**ARTICLE**
+===+

BRADLEY: Yes. You know, I thought that was just such interesting theater to watch where Saddam Hussein tries to stand up to this judge and doesn't want to recognize him, says "I didn't appoint you. You don't have any authority." But in the end, he was forced to sit down and listen to this judge, who is the law in Iraq and that really has to be hard for him to stomach.

I mean the tussle that he had with the guards on the way out, "Take your hands off me," you know, sort of do you know who I am? You know and it's really like well do you know who I used to be?

KING: One other thing, this Sunday at least "60 Minutes" will have only one sponsor, Phillips Electronics. They're paying $2 million for the whole program less commercial breaks. What do you make of that?

BRADLEY: You know I think it's a great idea and I mean frankly I hope more companies will follow the lead of Phillips. I think it's a brilliant idea. From their point of view they're saying that we have a classy product and we'd like to show it on a -- to advertise it on a classy broadcast and we don't have to have as many commercials to tell you how good our product is.

And what that does for us as reporters there is it gives us more time to tell a story, I mean and it's a really -- it's really a wonderful opportunity, as you would know, to sit down and say, OK, I don't have 12 minutes. Hey, I've got 14 minutes here. It's amazing what you can do with two more minutes.

+===+

**PROMPT 1**
Gather every line of the entries that contains the string "covered", counting only matches with the same upper and lower case.
The interview transcript and the entries are unrelated material.

[Pointing records for named objects]
+===+

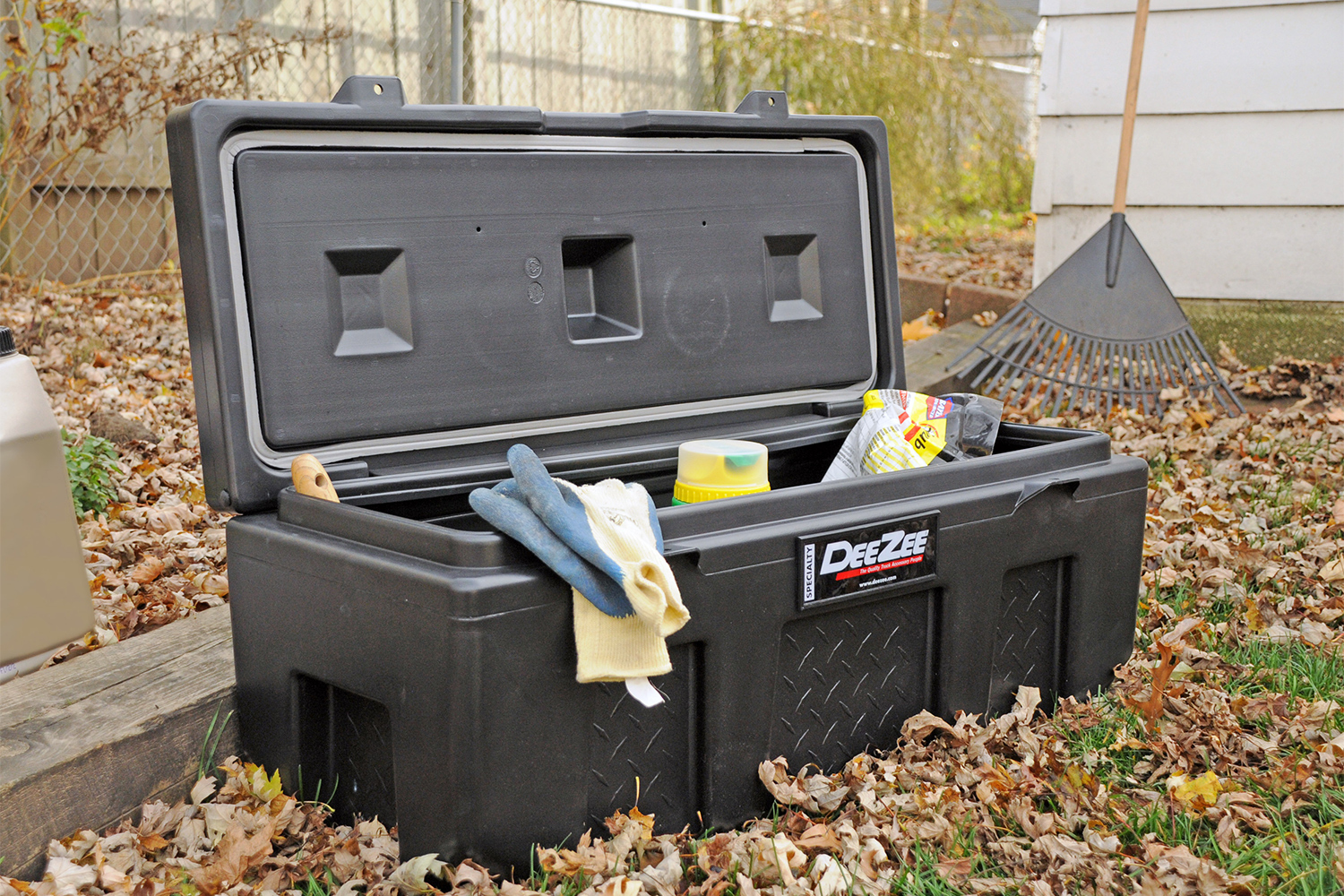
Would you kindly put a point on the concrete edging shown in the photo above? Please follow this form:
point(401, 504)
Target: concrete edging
point(956, 301)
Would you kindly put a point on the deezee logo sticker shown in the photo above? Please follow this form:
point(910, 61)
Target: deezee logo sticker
point(854, 562)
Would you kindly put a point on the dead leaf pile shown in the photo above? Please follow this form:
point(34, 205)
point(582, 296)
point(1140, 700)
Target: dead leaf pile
point(1244, 547)
point(986, 255)
point(115, 362)
point(244, 837)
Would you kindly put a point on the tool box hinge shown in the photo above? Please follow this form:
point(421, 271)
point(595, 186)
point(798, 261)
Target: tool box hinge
point(371, 91)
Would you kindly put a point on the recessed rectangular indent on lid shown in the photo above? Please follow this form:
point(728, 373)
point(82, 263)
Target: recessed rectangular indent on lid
point(601, 289)
point(793, 277)
point(368, 287)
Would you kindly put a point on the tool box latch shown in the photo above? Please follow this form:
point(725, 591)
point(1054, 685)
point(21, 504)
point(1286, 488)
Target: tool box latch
point(765, 104)
point(371, 91)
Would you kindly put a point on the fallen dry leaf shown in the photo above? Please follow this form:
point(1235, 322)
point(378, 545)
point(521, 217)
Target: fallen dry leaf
point(148, 570)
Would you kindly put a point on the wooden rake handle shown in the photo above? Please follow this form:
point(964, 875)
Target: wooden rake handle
point(311, 478)
point(1126, 131)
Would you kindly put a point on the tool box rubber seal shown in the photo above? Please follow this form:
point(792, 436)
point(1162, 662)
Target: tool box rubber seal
point(241, 477)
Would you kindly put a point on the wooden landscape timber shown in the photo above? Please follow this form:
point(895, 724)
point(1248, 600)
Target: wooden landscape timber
point(85, 743)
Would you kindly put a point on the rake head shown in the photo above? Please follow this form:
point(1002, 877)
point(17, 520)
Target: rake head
point(1078, 340)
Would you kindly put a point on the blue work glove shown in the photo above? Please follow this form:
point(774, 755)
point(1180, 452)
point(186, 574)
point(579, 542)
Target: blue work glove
point(504, 508)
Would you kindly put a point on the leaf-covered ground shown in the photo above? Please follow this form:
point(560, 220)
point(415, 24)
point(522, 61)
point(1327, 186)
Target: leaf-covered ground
point(1212, 766)
point(115, 362)
point(988, 254)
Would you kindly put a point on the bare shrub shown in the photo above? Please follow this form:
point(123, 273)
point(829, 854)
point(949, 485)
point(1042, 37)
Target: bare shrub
point(953, 129)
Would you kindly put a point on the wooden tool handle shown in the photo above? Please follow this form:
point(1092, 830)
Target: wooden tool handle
point(311, 478)
point(1126, 131)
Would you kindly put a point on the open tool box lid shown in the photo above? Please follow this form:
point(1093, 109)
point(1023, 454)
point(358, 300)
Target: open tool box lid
point(405, 290)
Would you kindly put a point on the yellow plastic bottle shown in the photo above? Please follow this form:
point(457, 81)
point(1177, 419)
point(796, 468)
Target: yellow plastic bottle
point(710, 469)
point(43, 587)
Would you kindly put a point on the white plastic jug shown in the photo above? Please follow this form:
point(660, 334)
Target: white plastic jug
point(43, 587)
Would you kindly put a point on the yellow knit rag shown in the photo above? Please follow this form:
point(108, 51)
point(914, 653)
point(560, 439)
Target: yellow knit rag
point(612, 649)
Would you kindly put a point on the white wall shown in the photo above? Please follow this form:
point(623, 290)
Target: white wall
point(1236, 180)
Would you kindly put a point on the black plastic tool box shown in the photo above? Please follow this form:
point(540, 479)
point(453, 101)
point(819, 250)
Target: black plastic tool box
point(408, 290)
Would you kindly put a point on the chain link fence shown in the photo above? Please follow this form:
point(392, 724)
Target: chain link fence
point(107, 212)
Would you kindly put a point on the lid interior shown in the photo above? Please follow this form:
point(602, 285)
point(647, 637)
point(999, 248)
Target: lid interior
point(414, 290)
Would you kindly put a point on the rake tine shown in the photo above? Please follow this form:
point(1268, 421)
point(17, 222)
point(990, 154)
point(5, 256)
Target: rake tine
point(1145, 375)
point(1125, 375)
point(1070, 360)
point(997, 354)
point(1008, 363)
point(1034, 355)
point(1175, 367)
point(1027, 349)
point(1140, 375)
point(1091, 397)
point(1102, 378)
point(1083, 359)
point(1131, 371)
point(1193, 366)
point(1112, 395)
point(1217, 384)
point(1198, 365)
point(1053, 363)
point(1222, 383)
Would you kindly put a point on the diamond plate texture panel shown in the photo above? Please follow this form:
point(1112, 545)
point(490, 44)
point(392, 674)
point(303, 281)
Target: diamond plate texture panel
point(656, 745)
point(1026, 634)
point(849, 678)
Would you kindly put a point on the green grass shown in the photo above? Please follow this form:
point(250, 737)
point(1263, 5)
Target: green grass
point(1304, 673)
point(1091, 745)
point(90, 461)
point(206, 761)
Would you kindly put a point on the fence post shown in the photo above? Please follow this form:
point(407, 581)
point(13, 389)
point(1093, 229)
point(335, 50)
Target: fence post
point(456, 64)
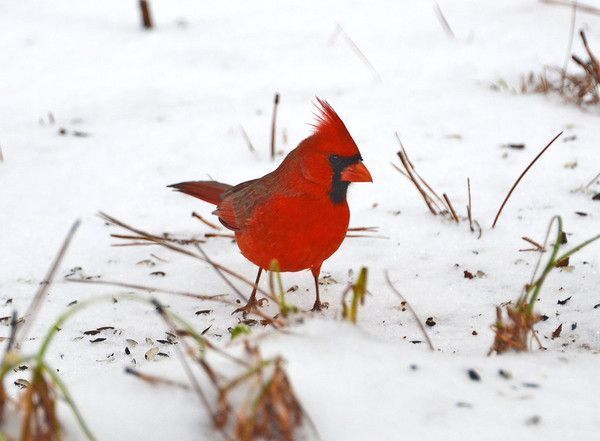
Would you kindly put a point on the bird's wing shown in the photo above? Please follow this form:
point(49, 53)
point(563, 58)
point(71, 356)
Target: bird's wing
point(239, 202)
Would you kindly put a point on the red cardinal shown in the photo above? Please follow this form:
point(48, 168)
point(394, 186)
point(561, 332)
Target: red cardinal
point(298, 213)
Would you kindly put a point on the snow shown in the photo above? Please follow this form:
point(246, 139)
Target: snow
point(166, 105)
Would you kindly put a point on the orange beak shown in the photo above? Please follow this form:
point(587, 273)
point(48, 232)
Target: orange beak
point(356, 173)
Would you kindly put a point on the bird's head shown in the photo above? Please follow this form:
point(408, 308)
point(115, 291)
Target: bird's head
point(334, 156)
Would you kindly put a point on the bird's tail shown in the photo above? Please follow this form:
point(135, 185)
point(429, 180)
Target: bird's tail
point(209, 191)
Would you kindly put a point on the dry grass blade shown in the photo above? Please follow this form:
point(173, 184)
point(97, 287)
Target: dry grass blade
point(40, 421)
point(206, 222)
point(44, 286)
point(215, 298)
point(435, 203)
point(195, 385)
point(514, 334)
point(521, 177)
point(274, 414)
point(410, 308)
point(357, 51)
point(155, 380)
point(569, 46)
point(443, 21)
point(580, 88)
point(592, 182)
point(151, 240)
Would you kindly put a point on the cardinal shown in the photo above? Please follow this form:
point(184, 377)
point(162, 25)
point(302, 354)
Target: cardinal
point(298, 214)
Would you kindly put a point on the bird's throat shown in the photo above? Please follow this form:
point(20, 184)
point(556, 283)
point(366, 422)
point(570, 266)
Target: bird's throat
point(339, 189)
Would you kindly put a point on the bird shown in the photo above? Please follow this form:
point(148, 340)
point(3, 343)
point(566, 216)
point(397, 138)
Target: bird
point(297, 214)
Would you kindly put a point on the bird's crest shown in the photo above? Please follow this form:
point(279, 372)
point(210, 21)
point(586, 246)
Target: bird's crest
point(331, 130)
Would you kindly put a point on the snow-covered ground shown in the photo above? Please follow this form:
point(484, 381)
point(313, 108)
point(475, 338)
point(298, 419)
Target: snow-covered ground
point(166, 105)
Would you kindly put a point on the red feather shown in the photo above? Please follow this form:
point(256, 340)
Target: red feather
point(291, 214)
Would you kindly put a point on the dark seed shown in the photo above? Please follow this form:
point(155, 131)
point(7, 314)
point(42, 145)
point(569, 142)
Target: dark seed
point(92, 332)
point(473, 375)
point(505, 374)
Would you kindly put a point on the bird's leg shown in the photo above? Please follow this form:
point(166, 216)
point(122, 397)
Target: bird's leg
point(318, 306)
point(252, 302)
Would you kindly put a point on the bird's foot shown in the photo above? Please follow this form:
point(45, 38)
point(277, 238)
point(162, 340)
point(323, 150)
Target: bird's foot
point(318, 306)
point(252, 306)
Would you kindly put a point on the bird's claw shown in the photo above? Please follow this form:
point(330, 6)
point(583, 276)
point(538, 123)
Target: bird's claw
point(318, 306)
point(251, 306)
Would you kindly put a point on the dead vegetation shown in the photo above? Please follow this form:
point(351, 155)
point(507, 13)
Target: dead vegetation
point(438, 206)
point(580, 87)
point(36, 404)
point(359, 293)
point(256, 402)
point(514, 327)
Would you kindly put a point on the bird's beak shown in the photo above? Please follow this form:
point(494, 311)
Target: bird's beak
point(356, 173)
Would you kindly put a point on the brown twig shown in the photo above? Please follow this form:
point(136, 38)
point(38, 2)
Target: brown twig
point(274, 125)
point(443, 21)
point(402, 172)
point(247, 138)
point(580, 6)
point(538, 247)
point(593, 59)
point(276, 323)
point(451, 208)
point(469, 206)
point(424, 195)
point(369, 229)
point(594, 179)
point(196, 386)
point(146, 16)
point(35, 304)
point(228, 236)
point(206, 222)
point(418, 180)
point(410, 308)
point(521, 177)
point(161, 241)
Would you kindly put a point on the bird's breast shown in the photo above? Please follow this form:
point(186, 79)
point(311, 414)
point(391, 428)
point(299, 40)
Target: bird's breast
point(300, 232)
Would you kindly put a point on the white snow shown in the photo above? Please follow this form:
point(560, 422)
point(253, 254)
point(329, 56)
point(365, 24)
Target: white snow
point(166, 105)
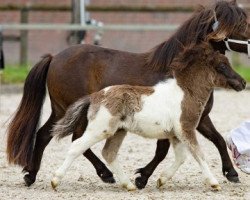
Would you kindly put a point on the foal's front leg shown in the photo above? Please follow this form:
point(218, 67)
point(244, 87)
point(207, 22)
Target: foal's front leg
point(180, 157)
point(110, 152)
point(145, 172)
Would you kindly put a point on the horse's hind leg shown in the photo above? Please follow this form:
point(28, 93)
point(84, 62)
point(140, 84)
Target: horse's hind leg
point(147, 171)
point(79, 146)
point(42, 140)
point(109, 153)
point(207, 129)
point(180, 156)
point(189, 138)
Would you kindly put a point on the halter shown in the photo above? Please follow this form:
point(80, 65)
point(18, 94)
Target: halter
point(227, 40)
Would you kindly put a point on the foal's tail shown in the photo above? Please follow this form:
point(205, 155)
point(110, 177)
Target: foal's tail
point(22, 128)
point(71, 119)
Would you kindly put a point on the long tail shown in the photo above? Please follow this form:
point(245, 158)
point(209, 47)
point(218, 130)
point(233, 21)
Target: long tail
point(71, 119)
point(22, 128)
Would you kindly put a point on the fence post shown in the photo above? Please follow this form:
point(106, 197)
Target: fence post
point(24, 38)
point(1, 50)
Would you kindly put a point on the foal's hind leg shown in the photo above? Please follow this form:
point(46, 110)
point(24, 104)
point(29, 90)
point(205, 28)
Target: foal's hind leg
point(109, 153)
point(189, 138)
point(180, 156)
point(102, 171)
point(207, 129)
point(42, 140)
point(147, 171)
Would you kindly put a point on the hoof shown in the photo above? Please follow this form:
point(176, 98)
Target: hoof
point(216, 187)
point(29, 179)
point(141, 182)
point(108, 179)
point(130, 186)
point(54, 183)
point(160, 182)
point(106, 176)
point(231, 175)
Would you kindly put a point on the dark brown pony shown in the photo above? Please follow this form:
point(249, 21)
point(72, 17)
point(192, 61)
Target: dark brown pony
point(84, 69)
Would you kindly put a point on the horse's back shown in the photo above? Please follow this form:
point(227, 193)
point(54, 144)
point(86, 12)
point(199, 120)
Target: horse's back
point(83, 69)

+===+

**PROMPT 2**
Carry the interview transcript forward from the point where it stops.

**OUTPUT 1**
Would you kindly put a point on the leaf-covered ground shown in the photo above? Please follow this form:
Target: leaf-covered ground
Would you kindly put a point on the snow-covered ground shown in the photo above? Please follow this form:
Target: snow-covered ground

**OUTPUT 2**
KING: You're not kidding. Ed, will the Jordan story, I would imagine, lead the show?

BRADLEY: You know, I don't know what the lineup is. I think we will probably have a harder news story to lead the broadcast. As good as Jordan is, it could certainly be a lead story but, you know, Jeff Feager (ph) makes that decision. You know, he succeeded Don Hewitt and he's as good at making that decision as Don was what goes first.

KING: Always good seeing you, Ed. Stay in good health. You look great.

BRADLEY: Thank you, Larry.

KING: Ed Bradley, look for his interview on CBS "60 Minutes" Sunday night. He's earned 19 Emmys. His interview with Michael Jordan in advance of the publication of Michael's book "Driven from Within."

Charlize Theron is next, extraordinary actress, beautiful lady, South African and she's in a new movie called "North Country" that is incredible.

We'll be right back. (COMMERCIAL BREAK)

KING: Before we talk with Charlize Theron, let's get an update with Chad Myers. Chad are you saying that Wilma's going to hit Florida?

MYERS: I'm not, Larry. Because I now believe with some of these computer models that it could actually turn and go through the Florida Straits. I know that's The Hurricane Center's forecast, but I just want to put that out there because everybody's just panicked about this storm now.

It's the strongest storm, it's the lowest pressure that anybody's ever seen. They flew the plane through it today and they never have seen such a low pressure, not Andrew, Camille or anything -- any other storm in the Atlantic basin, not this deep. There's the storm, kind of wobbling right now. And you ask yourself, well, you know, how do they measure that, because obviously no one was at the bottom?

This hasn't hit anything yet. It's only down there by the water is where the pressure was the lowest. They actually fly the plane straight through the eye and then they drop something called the dropsondes right into the eye. The plane let's it go, falls all the way down to the water.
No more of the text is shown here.